Reproduce the records in the stretch from the line that contains "Indicate the black striped" through the end of the records. Keep every line, and add 47 to each number in the answer coordinates but leave the sample coordinates unchanged. Omit the pictures from your output.

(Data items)
====================

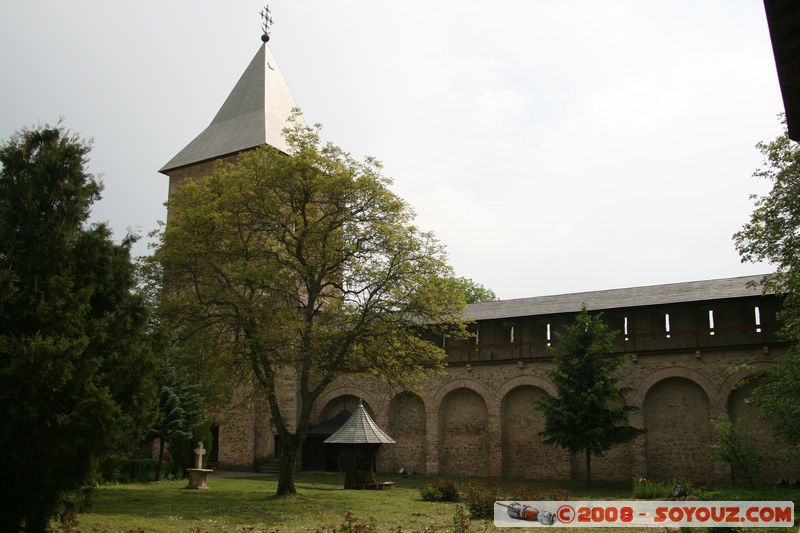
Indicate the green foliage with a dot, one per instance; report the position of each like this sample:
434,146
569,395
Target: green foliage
350,524
480,498
306,265
645,489
461,521
475,292
121,469
771,235
76,366
439,490
589,414
732,445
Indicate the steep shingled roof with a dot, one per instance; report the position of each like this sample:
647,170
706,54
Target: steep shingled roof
255,113
691,291
360,429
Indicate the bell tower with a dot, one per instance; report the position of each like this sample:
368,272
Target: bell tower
255,113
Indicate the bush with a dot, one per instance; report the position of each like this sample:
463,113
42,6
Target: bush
644,489
439,490
523,493
480,499
120,469
430,493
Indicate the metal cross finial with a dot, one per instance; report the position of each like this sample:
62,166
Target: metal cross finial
266,16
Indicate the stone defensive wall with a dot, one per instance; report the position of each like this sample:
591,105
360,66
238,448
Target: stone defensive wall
687,345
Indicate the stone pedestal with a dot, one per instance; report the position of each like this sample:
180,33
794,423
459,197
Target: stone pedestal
198,478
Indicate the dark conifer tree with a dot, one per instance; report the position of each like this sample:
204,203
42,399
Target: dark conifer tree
589,414
75,365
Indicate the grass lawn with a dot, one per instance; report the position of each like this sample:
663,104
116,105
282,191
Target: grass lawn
247,504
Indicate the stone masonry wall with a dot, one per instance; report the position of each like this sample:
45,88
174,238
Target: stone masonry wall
678,439
463,439
478,418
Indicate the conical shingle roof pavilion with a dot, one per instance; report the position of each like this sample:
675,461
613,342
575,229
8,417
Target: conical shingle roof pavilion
255,113
360,429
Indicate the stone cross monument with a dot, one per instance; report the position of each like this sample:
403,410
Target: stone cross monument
198,476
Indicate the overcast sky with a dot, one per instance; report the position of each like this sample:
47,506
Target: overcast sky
553,146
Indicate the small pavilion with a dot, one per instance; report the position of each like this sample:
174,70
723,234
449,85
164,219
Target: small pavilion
358,440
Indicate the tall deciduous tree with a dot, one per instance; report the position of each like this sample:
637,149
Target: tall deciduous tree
773,235
476,293
75,365
296,268
589,414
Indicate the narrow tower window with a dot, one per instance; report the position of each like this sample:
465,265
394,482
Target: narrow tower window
757,312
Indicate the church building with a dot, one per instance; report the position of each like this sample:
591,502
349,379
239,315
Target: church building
478,417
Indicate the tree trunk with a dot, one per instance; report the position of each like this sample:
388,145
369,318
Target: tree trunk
289,455
588,468
160,459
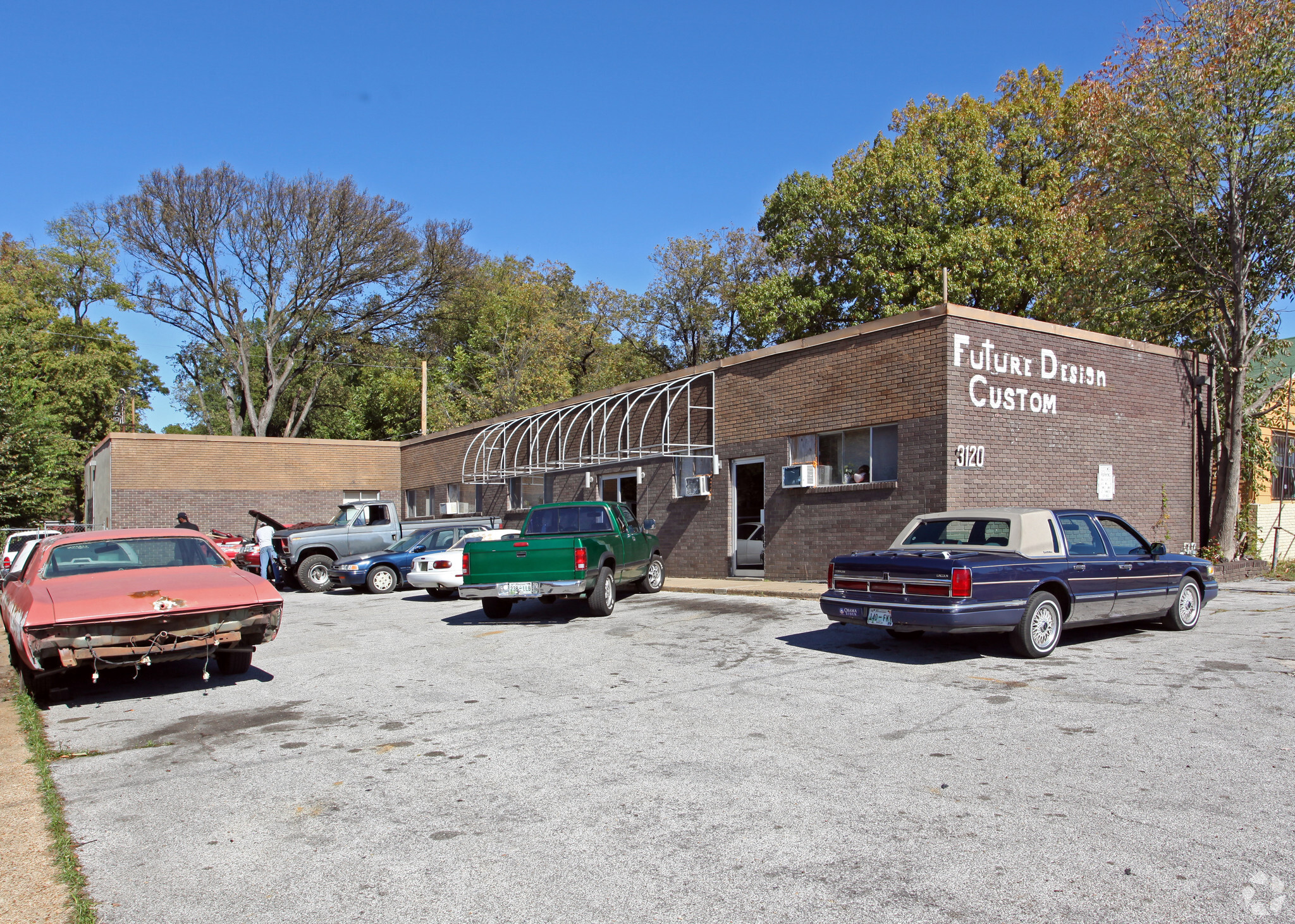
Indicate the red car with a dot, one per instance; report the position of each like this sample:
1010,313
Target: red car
128,599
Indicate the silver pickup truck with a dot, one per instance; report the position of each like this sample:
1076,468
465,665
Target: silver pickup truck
359,528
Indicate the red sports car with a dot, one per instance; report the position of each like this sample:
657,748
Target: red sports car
128,599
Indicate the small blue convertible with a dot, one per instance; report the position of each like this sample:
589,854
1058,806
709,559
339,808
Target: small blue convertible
1021,570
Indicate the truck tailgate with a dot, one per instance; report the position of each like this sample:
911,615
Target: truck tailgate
548,559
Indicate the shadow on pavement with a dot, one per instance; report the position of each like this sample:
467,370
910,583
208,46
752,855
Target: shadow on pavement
876,644
169,677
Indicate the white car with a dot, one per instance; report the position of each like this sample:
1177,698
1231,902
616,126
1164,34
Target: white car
15,542
439,573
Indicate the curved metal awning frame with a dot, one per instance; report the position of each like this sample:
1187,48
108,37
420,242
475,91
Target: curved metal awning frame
668,419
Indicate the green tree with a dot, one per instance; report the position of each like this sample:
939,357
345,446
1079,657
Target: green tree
983,188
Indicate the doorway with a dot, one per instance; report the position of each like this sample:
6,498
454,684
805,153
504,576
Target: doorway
749,517
623,488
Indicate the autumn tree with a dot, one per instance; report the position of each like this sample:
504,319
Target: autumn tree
278,278
1193,125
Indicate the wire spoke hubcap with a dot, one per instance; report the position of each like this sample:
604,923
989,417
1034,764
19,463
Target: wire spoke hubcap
1189,607
1043,626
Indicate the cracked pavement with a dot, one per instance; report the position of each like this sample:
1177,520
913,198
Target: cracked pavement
692,757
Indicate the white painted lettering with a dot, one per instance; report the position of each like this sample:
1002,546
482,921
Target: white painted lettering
960,340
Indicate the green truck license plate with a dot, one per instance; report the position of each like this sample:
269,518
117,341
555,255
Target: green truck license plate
525,589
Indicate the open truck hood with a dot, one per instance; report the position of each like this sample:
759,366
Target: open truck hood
147,591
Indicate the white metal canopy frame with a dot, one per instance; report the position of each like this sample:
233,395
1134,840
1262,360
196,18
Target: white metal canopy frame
668,419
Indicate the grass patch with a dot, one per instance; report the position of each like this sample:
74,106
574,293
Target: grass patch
65,856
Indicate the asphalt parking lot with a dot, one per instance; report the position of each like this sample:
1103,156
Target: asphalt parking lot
698,758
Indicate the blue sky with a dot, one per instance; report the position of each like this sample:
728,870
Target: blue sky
578,133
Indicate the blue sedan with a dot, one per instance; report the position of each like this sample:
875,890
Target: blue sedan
389,569
1026,572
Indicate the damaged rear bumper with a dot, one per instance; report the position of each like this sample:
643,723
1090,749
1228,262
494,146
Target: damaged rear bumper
157,638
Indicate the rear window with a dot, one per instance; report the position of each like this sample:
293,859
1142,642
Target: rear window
569,520
118,555
960,533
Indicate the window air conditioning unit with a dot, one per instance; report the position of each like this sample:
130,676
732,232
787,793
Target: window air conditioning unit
697,486
798,476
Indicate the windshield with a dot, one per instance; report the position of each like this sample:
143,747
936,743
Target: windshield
569,520
960,533
118,555
408,542
345,516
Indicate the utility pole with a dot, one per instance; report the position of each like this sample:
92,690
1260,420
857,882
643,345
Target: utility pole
424,416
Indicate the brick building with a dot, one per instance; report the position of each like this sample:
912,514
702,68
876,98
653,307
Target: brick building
931,410
140,480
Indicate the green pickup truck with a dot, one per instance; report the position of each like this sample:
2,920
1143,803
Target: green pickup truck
565,551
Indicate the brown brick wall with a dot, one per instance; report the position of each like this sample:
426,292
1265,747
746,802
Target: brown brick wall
1140,423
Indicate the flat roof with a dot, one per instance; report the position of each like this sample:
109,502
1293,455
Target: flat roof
943,310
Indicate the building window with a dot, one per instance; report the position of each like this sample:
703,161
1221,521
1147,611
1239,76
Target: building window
850,457
525,493
1284,467
419,502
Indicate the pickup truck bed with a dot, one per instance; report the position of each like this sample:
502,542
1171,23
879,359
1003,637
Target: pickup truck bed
565,551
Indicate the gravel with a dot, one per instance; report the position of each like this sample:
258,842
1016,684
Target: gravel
692,757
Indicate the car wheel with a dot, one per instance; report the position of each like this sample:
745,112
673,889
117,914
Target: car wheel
312,574
233,663
1039,629
603,598
1186,607
383,579
656,577
496,608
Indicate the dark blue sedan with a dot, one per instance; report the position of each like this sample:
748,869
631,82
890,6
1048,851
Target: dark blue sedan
389,569
1021,570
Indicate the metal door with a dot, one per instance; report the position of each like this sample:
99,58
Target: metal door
747,508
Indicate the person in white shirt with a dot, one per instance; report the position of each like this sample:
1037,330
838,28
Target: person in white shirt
266,543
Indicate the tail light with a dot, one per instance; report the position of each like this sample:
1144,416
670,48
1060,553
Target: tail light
961,582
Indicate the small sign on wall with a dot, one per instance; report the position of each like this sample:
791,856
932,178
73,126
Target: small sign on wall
1105,483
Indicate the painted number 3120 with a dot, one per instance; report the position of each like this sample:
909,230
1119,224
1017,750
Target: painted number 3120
969,457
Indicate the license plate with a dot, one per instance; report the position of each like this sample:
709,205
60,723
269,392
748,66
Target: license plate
519,590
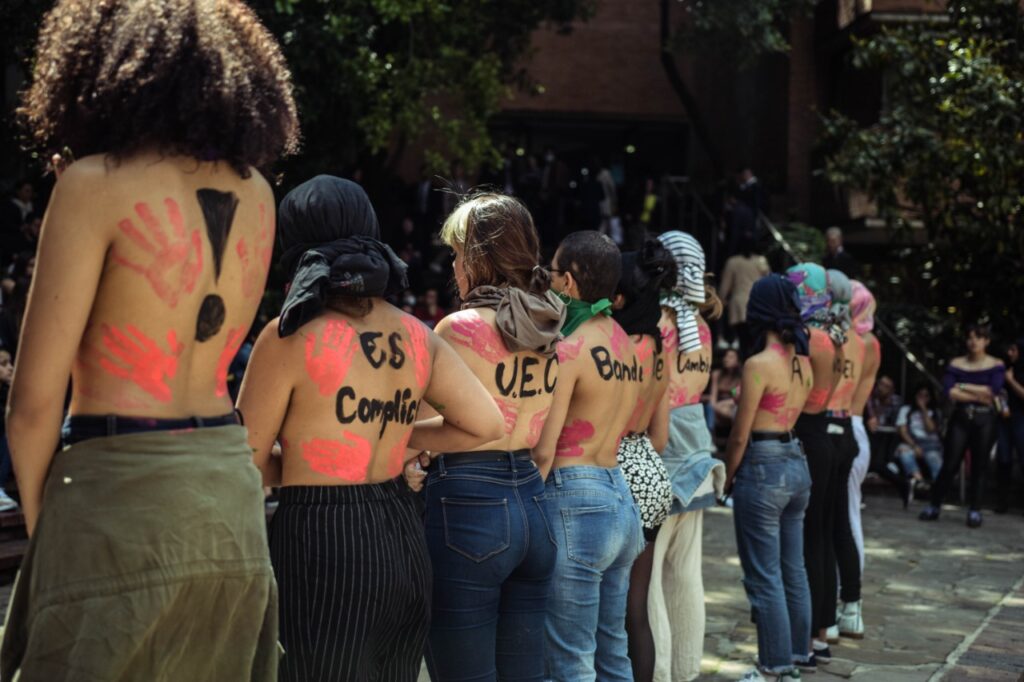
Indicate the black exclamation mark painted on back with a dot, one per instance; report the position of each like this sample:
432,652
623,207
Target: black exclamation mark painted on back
218,213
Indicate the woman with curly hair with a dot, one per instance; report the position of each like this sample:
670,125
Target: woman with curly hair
147,556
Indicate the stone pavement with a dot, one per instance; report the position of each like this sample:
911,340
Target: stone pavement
941,601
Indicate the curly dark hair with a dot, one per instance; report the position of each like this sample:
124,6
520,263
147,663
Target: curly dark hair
199,78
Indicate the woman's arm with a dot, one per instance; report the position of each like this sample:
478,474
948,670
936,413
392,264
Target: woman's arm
469,416
70,262
266,390
752,388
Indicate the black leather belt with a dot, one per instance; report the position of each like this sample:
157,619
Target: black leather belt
484,457
781,436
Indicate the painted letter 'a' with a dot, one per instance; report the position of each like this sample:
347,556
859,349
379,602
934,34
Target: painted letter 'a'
218,212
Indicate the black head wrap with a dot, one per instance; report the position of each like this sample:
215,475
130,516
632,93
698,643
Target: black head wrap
330,238
641,288
774,305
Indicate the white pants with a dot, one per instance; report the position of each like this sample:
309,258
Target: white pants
676,601
857,473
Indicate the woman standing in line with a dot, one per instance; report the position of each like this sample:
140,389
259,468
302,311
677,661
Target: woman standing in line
638,310
819,552
676,601
771,482
145,512
972,382
486,518
338,379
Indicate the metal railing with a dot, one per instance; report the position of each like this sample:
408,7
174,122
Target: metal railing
907,355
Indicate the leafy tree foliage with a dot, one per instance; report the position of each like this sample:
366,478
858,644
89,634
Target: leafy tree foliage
373,75
947,150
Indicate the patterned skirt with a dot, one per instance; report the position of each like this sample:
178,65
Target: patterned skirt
647,478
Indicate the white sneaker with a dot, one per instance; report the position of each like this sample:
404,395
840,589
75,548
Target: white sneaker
6,503
850,622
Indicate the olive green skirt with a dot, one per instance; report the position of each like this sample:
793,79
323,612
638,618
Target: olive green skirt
150,562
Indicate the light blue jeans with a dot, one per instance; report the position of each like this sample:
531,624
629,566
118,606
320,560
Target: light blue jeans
597,528
770,494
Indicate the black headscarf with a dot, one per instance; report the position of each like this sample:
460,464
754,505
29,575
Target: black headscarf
774,305
642,292
331,241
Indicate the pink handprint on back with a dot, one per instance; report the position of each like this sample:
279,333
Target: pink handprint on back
171,262
472,332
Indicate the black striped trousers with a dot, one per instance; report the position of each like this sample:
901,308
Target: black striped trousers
354,582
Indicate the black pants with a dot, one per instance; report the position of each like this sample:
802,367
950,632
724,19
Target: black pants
354,582
819,551
971,427
847,556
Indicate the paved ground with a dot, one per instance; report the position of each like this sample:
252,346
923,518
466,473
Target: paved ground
941,601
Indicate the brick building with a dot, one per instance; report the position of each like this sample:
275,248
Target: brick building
601,87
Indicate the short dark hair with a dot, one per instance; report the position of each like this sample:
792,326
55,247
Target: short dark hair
595,262
199,78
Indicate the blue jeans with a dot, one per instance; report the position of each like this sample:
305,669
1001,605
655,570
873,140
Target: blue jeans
770,494
597,529
493,556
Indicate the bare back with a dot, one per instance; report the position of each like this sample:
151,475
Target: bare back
688,373
826,371
521,384
850,361
783,380
188,250
600,380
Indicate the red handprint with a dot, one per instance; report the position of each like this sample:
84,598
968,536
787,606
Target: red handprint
678,396
256,261
570,437
772,401
510,413
817,398
330,354
166,253
670,339
536,426
417,348
479,337
347,459
568,351
235,339
139,359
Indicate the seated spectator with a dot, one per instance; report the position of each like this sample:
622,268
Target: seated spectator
921,440
884,403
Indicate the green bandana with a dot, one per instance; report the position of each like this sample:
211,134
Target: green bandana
580,311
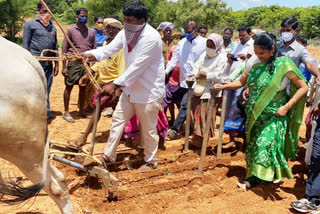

====================

Task result ->
Indicate the black striped trousers with a dot, one per instance; report the position of each like this sample:
901,308
Target: black striped trousers
401,629
Indicate the black pants with a dot, one per instance; report the position of each like this sample:
802,367
950,632
724,19
Target: black pants
401,629
866,598
1018,474
894,603
Indicate the paved ground with a dot, one per instance; report the position of each like this sample:
252,346
923,518
466,473
Target: paved ground
988,648
Indicate the brick building with a dot, one per instance; report the position of each like this sample:
275,248
Target: brick building
648,134
Indicate the short dark hair with a dot, one per instance; report the position of each like this sample:
792,326
55,247
Target: short dark hair
642,309
246,125
Indicate the blue jeans with a dot, one per instance; report the position of each like this sample:
305,669
1001,605
655,570
873,140
Target: blue jeans
817,541
644,576
540,603
Indicate the bare back with a dot, one per instance; report the position of each like this sample:
151,475
Target: bare back
735,420
873,418
568,431
897,408
830,427
235,297
647,427
Indicate the red handprint with a dot, one per instance; report the position of each like this sample:
84,598
968,536
787,606
Target: red handprint
725,443
303,308
617,484
819,448
557,460
864,445
377,401
213,300
717,386
583,473
464,395
526,384
394,506
615,398
282,386
186,406
Indicate the seated spectator with a dot, one per instance; report the position of each like this sample:
622,268
Target: seated spectator
968,487
931,450
Indicate the green bandana with a dot, one per instance; report the position of each like this sample:
211,134
Target: green bandana
627,358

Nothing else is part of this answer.